§ **Aim**
Return the lines beginning at the one that contains "Target — pink blossom tree" and continuing to the end of the entries, including both ends, exactly as written and nothing else.

§ **Material for this exercise**

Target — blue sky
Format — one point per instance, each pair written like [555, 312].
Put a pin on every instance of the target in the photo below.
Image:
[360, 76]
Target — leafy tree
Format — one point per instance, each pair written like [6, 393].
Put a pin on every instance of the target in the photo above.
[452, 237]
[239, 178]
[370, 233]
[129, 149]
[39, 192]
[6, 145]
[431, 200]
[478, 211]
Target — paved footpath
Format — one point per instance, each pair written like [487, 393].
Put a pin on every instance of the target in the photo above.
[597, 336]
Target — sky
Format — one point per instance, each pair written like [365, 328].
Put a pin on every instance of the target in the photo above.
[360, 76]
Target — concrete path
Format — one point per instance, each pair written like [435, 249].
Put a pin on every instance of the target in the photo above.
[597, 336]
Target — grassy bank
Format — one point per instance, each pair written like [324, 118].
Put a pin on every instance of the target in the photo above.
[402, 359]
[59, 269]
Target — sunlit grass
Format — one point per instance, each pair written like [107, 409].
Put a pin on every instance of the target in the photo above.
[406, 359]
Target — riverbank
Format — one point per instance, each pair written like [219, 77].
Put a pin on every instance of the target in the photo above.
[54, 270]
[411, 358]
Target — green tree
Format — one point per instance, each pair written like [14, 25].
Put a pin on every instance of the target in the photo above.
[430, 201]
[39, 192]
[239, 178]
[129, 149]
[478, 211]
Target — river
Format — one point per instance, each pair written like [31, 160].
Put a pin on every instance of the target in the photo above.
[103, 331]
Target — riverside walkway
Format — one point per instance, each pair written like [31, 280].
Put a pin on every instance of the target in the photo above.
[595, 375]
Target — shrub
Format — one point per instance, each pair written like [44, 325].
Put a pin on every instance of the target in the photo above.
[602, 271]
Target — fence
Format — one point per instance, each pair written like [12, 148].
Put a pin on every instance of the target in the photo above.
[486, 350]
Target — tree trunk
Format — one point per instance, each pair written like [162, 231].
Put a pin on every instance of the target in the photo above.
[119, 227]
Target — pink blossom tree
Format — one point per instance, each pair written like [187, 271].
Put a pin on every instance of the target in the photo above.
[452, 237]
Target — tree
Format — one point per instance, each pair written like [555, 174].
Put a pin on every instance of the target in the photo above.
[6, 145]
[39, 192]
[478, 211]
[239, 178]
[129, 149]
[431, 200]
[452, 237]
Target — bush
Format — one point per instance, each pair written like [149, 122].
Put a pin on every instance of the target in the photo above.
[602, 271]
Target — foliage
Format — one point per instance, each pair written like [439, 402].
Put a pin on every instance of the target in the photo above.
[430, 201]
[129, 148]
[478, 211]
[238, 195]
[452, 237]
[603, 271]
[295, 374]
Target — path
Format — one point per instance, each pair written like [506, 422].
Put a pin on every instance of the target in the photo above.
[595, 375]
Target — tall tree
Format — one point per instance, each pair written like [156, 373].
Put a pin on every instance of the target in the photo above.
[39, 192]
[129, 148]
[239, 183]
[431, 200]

§ **Exercise output**
Target — pink blossom tree
Format — one point per instance, each pair written like [187, 271].
Put a pin on every instance of the target in the photo above.
[452, 237]
Target — tree
Format — one point per instance, each pair written like [555, 174].
Put a pin on every instance of the target in the photo above.
[6, 145]
[39, 192]
[478, 211]
[239, 178]
[129, 149]
[431, 200]
[452, 237]
Target — bush
Format — one point per instance, each pair written like [149, 122].
Put a pin on every instance of the target in the photo above.
[602, 271]
Target — foliage
Format — one point per instance, each pair written like [439, 402].
Put a pin on every instance of the target in the photo above.
[430, 201]
[129, 148]
[478, 211]
[238, 195]
[452, 237]
[603, 271]
[295, 374]
Target — path
Format — one point per instance, each pair written like [506, 422].
Put a pin on every instance of the target in the photo above.
[595, 375]
Target — tall tree
Format — one point per instance, each pair written like [156, 373].
Put a pin on every instance of the target in the photo above.
[39, 192]
[129, 148]
[239, 183]
[431, 200]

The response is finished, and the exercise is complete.